=== Work order 1 ===
According to the passage on HCAs, what was completely destroyed in the case of Cyclone Winston?
=== Work order 2 ===
From the passage on HCAs, return the words from "The aim of this" up to and including "recent natural disasters.", copied without any change.

=== Selected text ===
* * *

A further, and more realistic, short-term opportunity for the use of HCAs reflects their potential ability to carry internal or external over-size/over-mass loads (Neal, 2016). For example, in the case of Cyclone Winston, the local cell phone tower was completely destroyed and, thus, using an HCA to fly in a replacement has huge potential to achieve a swifter restoration of these vital services. More broadly, the carrying capacity of an HCA at some 135 m³/MT vastly exceeds that of a Boeing freighter at 5 m³/MT, thus the HCA has the potential to transport large volumes of lighter weight supplies.

The aim of this conceptual paper was to examine the benefits and challenges of the operation of the emerging generation of HCAs in support of the humanitarian logistician. This has been achieved by offering a broad order cost/time comparison between the use of an HCA and the recorded response that took place in the aftermath of a number of recent natural disasters.

* * *

=== Dataset entries ===
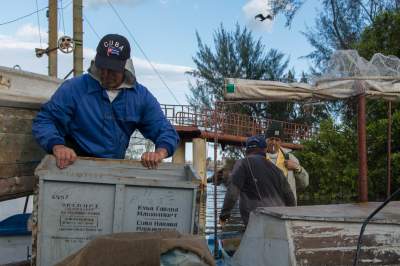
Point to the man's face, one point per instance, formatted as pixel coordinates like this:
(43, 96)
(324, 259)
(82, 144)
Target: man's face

* * *

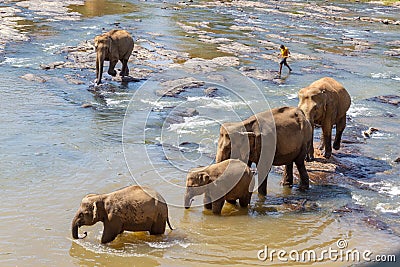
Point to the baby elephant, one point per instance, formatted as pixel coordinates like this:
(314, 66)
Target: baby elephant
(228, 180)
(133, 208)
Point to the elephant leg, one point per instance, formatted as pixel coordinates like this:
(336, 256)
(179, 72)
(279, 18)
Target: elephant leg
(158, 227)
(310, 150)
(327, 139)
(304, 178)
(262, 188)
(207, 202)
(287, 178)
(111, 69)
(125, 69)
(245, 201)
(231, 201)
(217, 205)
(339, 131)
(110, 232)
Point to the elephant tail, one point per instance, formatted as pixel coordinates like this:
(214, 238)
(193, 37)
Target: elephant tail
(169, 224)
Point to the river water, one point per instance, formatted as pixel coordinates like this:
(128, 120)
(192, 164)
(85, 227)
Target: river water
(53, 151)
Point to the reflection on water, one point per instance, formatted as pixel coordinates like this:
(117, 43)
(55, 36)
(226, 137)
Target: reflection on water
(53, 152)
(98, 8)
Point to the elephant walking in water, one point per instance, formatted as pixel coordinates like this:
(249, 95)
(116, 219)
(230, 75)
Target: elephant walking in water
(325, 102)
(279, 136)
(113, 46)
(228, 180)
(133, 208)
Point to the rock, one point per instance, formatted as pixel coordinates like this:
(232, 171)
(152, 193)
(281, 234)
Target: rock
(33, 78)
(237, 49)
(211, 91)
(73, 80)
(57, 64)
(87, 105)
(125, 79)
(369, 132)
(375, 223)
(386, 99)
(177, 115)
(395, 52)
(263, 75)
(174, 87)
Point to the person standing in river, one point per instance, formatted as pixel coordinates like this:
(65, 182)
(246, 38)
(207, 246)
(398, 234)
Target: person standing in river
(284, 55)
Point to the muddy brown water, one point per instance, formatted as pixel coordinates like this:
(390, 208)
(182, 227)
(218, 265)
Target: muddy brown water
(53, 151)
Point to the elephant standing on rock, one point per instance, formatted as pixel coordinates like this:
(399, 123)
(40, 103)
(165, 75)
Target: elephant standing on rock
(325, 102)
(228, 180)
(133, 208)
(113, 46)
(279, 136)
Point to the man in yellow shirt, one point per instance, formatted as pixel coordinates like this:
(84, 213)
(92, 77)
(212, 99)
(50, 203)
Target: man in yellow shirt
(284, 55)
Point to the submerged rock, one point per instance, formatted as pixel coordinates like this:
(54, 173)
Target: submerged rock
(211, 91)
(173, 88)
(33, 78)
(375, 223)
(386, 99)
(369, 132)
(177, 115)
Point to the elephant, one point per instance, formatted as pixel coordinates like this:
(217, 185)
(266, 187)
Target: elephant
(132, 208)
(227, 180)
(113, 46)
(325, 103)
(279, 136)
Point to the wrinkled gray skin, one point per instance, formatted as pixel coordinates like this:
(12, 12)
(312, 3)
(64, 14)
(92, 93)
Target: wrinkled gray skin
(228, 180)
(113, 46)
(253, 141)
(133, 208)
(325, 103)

* * *

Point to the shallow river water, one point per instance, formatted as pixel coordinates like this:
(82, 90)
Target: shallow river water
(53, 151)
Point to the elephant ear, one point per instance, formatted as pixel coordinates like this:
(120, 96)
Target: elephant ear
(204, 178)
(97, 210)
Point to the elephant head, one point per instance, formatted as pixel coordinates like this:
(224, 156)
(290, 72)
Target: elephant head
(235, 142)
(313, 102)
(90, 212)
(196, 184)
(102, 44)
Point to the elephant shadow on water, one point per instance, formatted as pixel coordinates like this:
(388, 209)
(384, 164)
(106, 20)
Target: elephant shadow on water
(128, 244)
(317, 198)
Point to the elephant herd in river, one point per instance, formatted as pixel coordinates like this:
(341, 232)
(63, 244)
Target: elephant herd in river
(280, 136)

* * *

=== Your solution 1 ===
The local cell phone tower.

=== Your solution 2 ===
The aim of this conceptual paper was to examine the benefits and challenges of the operation of the emerging generation of HCAs in support of the humanitarian logistician. This has been achieved by offering a broad order cost/time comparison between the use of an HCA and the recorded response that took place in the aftermath of a number of recent natural disasters.